§ **DOCUMENT SECTION**
▬▬▬▬▬▬▬▬▬▬

Running Time: 106 mins
Directed By: Steven Soderbergh
Starring: Matt Damon, Kate Winslet, Jude Law, Marion Cotillard, Laurence Fishburne, Gwyneth Paltrow, Jennifer Ehle
Screenplay: Scott Z Burns
UK Release Date: 21st October 2011 - UK

Quick Plot: After a lethal virus outbreaks across the world, it's a race against time to find the source of the deadly disease and a vaccine to cure it.

Review: Like Real Steel, I got the chance to see a sequence from Contagion at the Big Screen event back in August but little did I know that it was in fact the opening scene. With an opening close up shot of Gwyneth Paltrow's character, quite like a documentary style shot, the audience already starts picking up on small details Soderbergh hasn't made obvious. Instead, he's very cleverly structured the length and angles of the first part of the film in a regular manner because you are automatically watching what everyone is touching, breathing onto, walking past, coming in contact with. Because you know what the film consists of (a virus) you're trying to out run it, even though it's fictional, you're doing it without realising. You're trying to work out who it's infected and who will die. Contagion is not your usual horror/sci fi, but to put it simply, it is. It's not a film where everything is made clear either, you're left with a few unanswered questions which is what makes the film so intriguing. As we are taken to the big and infected cities across the globe, the titles make clear the effect this virus is having on human kind. The more centralised characters, Damon, Cotillard and Winslet, each have their different roles in successfully causing us fear from having a member of the family die because of the virus to them self being infected and dying. The thrill of this horror is that people are continually dying and they are not miraculously coming back because they are 'one of the main characters'. It's unpredictable in a who dies sense, but as it's Soderbergh, you know the film isn't going to get pleasant.

▬▬▬▬▬▬▬▬▬▬

§ **PROBLEM 1**
Answer these about the Contagion review:
(a) Who wrote the screenplay?
(b) At what event did the reviewer first see a sequence from the film?
(c) Which three actors does the review name as the more centralised characters?
§ **PROBLEM 2**
Print the part of the Contagion review that opens with the words containing "Running Time: 106" and closes with "to cure it.".
§ **PROBLEM 3**
Pick up the Contagion review after its last sentence and continue it.

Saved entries
▬▬▬▬▬▬▬▬▬▬

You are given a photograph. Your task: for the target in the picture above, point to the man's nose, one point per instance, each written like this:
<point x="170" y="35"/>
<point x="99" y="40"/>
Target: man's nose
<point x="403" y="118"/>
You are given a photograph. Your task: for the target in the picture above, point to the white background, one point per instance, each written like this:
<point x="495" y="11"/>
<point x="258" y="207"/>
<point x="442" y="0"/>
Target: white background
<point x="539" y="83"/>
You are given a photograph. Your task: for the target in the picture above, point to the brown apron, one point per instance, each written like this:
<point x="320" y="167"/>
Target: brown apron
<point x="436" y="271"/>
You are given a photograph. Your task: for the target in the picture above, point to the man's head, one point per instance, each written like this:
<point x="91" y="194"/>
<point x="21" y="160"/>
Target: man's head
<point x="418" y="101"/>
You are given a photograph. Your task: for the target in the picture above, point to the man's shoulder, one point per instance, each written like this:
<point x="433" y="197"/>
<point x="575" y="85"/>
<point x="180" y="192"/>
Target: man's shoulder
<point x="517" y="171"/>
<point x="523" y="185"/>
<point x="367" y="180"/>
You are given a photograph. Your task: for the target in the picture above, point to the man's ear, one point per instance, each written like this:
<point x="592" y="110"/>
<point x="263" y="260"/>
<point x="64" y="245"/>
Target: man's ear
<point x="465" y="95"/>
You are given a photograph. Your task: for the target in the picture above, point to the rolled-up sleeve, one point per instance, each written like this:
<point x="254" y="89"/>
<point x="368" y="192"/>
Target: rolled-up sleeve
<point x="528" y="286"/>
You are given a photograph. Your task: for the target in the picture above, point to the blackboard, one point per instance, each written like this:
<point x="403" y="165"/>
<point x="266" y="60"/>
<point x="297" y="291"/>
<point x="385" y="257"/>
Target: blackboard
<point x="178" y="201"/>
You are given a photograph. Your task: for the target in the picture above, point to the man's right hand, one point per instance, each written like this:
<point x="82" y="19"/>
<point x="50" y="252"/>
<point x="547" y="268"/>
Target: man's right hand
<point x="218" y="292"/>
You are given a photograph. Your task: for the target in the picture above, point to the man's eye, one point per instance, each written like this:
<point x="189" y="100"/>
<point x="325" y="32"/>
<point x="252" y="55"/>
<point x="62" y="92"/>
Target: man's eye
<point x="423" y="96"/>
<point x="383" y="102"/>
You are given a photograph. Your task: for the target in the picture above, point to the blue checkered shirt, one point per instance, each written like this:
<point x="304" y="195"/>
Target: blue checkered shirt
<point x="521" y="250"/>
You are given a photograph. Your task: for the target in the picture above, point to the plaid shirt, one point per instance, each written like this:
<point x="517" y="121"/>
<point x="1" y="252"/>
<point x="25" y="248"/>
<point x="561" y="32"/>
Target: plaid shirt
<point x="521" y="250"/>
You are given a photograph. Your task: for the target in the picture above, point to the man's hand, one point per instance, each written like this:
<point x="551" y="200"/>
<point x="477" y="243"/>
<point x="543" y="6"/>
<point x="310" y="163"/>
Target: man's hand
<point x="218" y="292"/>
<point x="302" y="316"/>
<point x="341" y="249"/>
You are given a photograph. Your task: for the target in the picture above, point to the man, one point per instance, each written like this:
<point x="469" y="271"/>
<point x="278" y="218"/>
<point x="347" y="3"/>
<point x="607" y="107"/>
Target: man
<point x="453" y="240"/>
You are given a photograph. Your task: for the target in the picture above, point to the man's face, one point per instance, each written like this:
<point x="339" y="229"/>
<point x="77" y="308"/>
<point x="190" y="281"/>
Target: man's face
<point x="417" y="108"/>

▬▬▬▬▬▬▬▬▬▬

§ **EXPECTED ANSWER 1**
(a) Scott Z Burns
(b) The Big Screen event, back in August
(c) Damon, Cotillard and Winslet

§ **EXPECTED ANSWER 2**
Running Time: 106 mins
Directed By: Steven Soderbergh
Starring: Matt Damon, Kate Winslet, Jude Law, Marion Cotillard, Laurence Fishburne, Gwyneth Paltrow, Jennifer Ehle
Screenplay: Scott Z Burns
UK Release Date: 21st October 2011 - UK

Quick Plot: After a lethal virus outbreaks across the world, it's a race against time to find the source of the deadly disease and a vaccine to cure it.

§ **EXPECTED ANSWER 3**
With no blood, extreme language or sex, the film has a moderately low audience rating but that doesn't mean Contagion isn't one of the most frightening films of the year. With quotes from the film that were used in the fabulous trailer, 'Don't talk to anyone, don't touch anyone', 'it's figuring us out faster than we're figuring it out' and the not-so-scary-until-you-think-about-it 'the average person touches their face 3-5 times every waking minute...' this is not a completely fictional film. Then with the truly terrifying scenes of panic erupting across the globe, in supermarkets, pharmacies, burglaries, Contagion could easily be a news reel we see at home. The brilliant tag line 'No one is immune to fear' shows the society we live in today. As soon as a big impact on our every day occurs that cannot be explained, people panic, evidently worsening the effects.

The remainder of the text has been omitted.